| Work to be completed |
Copy out every one of the entries below word for word, with no changes.

[START Listed records]

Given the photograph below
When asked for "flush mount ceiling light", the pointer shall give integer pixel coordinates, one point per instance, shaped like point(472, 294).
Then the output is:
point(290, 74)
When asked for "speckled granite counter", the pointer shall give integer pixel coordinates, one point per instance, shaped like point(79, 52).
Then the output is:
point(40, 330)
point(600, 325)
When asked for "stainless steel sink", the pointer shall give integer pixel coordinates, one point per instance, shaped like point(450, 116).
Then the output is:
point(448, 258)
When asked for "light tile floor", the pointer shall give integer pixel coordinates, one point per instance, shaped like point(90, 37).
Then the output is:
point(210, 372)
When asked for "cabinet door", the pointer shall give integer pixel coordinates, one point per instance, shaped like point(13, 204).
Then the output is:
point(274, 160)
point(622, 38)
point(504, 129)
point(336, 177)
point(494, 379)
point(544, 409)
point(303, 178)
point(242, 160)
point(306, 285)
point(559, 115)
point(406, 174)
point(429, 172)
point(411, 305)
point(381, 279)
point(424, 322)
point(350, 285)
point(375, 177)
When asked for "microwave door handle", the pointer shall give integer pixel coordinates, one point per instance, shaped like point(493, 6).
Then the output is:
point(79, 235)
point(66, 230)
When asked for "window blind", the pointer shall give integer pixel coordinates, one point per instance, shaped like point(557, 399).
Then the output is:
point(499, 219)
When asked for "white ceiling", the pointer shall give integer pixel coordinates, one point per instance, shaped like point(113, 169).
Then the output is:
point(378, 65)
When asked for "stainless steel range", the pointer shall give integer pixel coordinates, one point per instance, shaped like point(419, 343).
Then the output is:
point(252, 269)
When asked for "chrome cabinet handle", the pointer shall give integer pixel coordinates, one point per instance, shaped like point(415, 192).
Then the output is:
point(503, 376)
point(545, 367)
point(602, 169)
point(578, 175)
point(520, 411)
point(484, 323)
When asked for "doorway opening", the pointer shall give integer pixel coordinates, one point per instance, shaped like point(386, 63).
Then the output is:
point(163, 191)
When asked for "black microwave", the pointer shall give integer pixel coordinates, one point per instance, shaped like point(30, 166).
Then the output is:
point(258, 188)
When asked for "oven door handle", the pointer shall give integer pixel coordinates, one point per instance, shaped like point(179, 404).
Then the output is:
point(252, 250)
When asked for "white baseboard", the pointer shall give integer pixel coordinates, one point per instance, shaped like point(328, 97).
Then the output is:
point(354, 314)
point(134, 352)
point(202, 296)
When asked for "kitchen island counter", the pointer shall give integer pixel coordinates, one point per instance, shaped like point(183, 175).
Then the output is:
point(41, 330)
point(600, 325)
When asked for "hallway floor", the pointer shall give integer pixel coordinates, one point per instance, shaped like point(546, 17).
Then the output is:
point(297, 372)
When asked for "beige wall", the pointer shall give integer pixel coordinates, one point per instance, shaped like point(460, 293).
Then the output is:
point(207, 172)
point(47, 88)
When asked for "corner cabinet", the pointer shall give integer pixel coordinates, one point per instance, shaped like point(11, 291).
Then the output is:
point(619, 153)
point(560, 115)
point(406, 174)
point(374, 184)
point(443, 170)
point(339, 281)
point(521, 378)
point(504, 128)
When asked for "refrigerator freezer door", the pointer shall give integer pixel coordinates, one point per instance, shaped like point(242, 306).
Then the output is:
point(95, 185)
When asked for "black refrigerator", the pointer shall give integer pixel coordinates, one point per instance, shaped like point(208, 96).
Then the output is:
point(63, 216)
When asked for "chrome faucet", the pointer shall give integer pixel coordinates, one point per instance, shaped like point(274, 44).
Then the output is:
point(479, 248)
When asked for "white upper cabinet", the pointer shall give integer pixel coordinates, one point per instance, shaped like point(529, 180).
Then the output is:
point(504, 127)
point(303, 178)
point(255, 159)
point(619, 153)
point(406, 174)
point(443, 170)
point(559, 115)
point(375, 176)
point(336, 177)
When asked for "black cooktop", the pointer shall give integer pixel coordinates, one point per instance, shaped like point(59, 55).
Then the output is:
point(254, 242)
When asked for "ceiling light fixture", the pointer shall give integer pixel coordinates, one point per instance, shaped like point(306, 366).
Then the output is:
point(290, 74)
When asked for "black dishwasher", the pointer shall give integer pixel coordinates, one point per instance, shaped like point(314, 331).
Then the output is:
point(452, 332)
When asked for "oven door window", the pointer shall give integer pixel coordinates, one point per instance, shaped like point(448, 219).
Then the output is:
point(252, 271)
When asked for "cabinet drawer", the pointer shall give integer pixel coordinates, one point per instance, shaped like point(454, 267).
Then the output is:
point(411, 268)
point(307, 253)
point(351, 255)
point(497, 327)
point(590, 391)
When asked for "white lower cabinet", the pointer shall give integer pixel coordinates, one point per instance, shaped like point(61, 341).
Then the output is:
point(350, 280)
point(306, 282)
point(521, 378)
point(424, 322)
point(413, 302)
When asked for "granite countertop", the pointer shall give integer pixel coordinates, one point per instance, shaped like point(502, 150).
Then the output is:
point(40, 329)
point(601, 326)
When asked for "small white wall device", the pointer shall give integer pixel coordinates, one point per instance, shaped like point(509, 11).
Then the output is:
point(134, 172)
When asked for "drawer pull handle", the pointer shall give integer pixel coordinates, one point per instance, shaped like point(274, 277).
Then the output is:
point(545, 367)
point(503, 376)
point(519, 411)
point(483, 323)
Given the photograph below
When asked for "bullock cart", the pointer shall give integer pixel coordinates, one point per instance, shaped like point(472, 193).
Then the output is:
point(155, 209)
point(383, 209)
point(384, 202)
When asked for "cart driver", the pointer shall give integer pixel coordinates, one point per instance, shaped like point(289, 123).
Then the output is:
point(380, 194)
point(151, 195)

[END Listed records]

| Final answer |
Given the photograph below
When asked for "flush mount ceiling light", the pointer shall give integer pixel coordinates, one point per instance, shaped like point(472, 294).
Then the output is:
point(290, 74)
When asked for "speckled granite counter", the pointer shall give integer pixel coordinates, one point per instance, shaped like point(79, 52).
Then the output is:
point(40, 330)
point(600, 325)
When asked for "stainless steel sink", the pointer shall give integer pixel coordinates, one point per instance, shaped like point(450, 116).
Then the output is:
point(448, 258)
When asked for "light tile floor", the pointer shall give integer pixel coordinates, one point per instance, shaped like point(90, 37).
Then the output is:
point(210, 372)
When asked for "cabinet door", the pointer shall give integer pixel coordinates, one point per instance, shaped like point(13, 204).
Then the output is:
point(274, 160)
point(622, 38)
point(504, 129)
point(336, 177)
point(494, 379)
point(544, 409)
point(303, 178)
point(242, 160)
point(306, 285)
point(559, 115)
point(406, 174)
point(429, 172)
point(411, 305)
point(381, 279)
point(424, 322)
point(350, 285)
point(375, 177)
When asked for "microwave door handle", the pointer shall give integer pixel coordinates, one point per instance, shaped like point(493, 6).
Then the output is:
point(79, 235)
point(66, 230)
When asked for "window blind", the pointer shall give integer pixel coordinates, one point per instance, shaped like point(557, 399).
Then the output is:
point(499, 219)
When asked for "white ceiling", the pointer shall give integer pixel coordinates, one point per instance, shaped like point(113, 169).
Then the output is:
point(378, 65)
When asked for "stainless steel range", the pointer shall give integer pixel coordinates, one point per instance, shaped like point(419, 343).
Then the output is:
point(252, 269)
When asked for "chrome cabinet handle", the pointer shall give integer pixel coordinates, one point per instance, shaped like point(415, 192).
Then the output is:
point(503, 376)
point(545, 367)
point(602, 169)
point(578, 175)
point(520, 411)
point(484, 323)
When asked for "doorway opening", the pointer shall give integer pixel coordinates, one point per instance, shaped like point(386, 63).
Then the output is:
point(163, 191)
When asked for "black microwave", the pointer shall give integer pixel coordinates, one point per instance, shaped like point(30, 166).
Then the output is:
point(258, 188)
When asked for "oven door handle", the pointer shall give integer pixel coordinates, one point per instance, shaped like point(179, 404).
Then the output is:
point(252, 250)
When asked for "white baseboard", the pointer shall give integer pixel coordinates, one point per instance, shaped like point(328, 97).
Then the output is:
point(354, 314)
point(134, 352)
point(202, 296)
When asked for "kitchen island counter", the pointer shall give integer pixel coordinates, one point per instance, shaped like point(183, 175).
Then the output is:
point(41, 330)
point(600, 325)
When asked for "hallway floor", the pointer shall give integer pixel coordinates, one point per instance, shaped like point(546, 17).
Then the output is:
point(297, 372)
When asked for "beige wall", the pointer shall give integer pixel coordinates, one point per instance, shaped like point(460, 293).
Then the output is:
point(207, 172)
point(47, 88)
When asked for "corner cabinet", the pointer shall give integer pixel coordinates, one point per instance, shaped like point(11, 291).
Then the output is:
point(619, 153)
point(560, 115)
point(406, 174)
point(374, 184)
point(443, 170)
point(339, 281)
point(521, 378)
point(504, 128)
When asked for "refrigerator freezer door", the pointer shall give integer pixel coordinates, one point per instance, shaped like point(242, 306).
Then the output is:
point(95, 185)
When asked for "black refrigerator", the pointer shall give integer pixel coordinates, one point per instance, shaped like point(208, 96).
Then the output is:
point(63, 216)
When asked for "chrome faucet", the pointer shall give integer pixel coordinates, one point per instance, shaped like point(274, 44).
Then the output is:
point(479, 248)
When asked for "white upper cabinet", the pointer shall give integer pixel coordinates, one point per instance, shaped like point(529, 180).
Then the output is:
point(504, 127)
point(303, 178)
point(255, 159)
point(619, 153)
point(406, 174)
point(443, 170)
point(559, 115)
point(375, 176)
point(336, 177)
When asked for "black cooktop", the pointer shall give integer pixel coordinates, one point per instance, shaped like point(59, 55).
Then the output is:
point(254, 242)
When asked for "ceiling light fixture", the pointer shall give integer pixel coordinates, one point per instance, shaped like point(306, 366).
Then the output is:
point(290, 74)
When asked for "black dishwasher", the pointer shall give integer pixel coordinates, one point per instance, shaped like point(314, 331).
Then the output is:
point(452, 332)
When asked for "oven door window", the pointer shall give integer pixel coordinates, one point per instance, shaped like point(448, 219).
Then the output is:
point(252, 271)
When asked for "cabinet drawer", the pointer shall give integer pixel coordinates, one point per instance, shaped like point(454, 267).
Then the output is:
point(411, 268)
point(307, 253)
point(351, 255)
point(497, 327)
point(590, 391)
When asked for "white lower cabinet", the pointer shall give integer pixel coordinates, one point per instance, shaped like point(61, 341).
Then the output is:
point(350, 280)
point(306, 282)
point(521, 378)
point(424, 322)
point(413, 302)
When asked for "granite countertop", the pointer shall give integer pixel coordinates, one point per instance, shaped like point(502, 150).
Then the output is:
point(40, 329)
point(601, 326)
When asked for "small white wall device", the pointer shall give integer pixel coordinates, one point per instance, shaped like point(509, 11).
Then the output is:
point(134, 172)
When asked for "drawer pull handle", the pointer shall give integer pixel coordinates, one point per instance, shaped like point(274, 277).
Then the output is:
point(545, 367)
point(503, 376)
point(519, 411)
point(483, 323)
Given the photograph below
When asked for "bullock cart", the pointer shall give integer pixel coordinates, one point per instance, shaped like point(472, 193).
Then the output is:
point(155, 209)
point(383, 209)
point(384, 202)
When asked for "cart driver", the pointer shall give integer pixel coordinates, one point per instance, shaped like point(289, 123).
Then the output is:
point(380, 194)
point(151, 195)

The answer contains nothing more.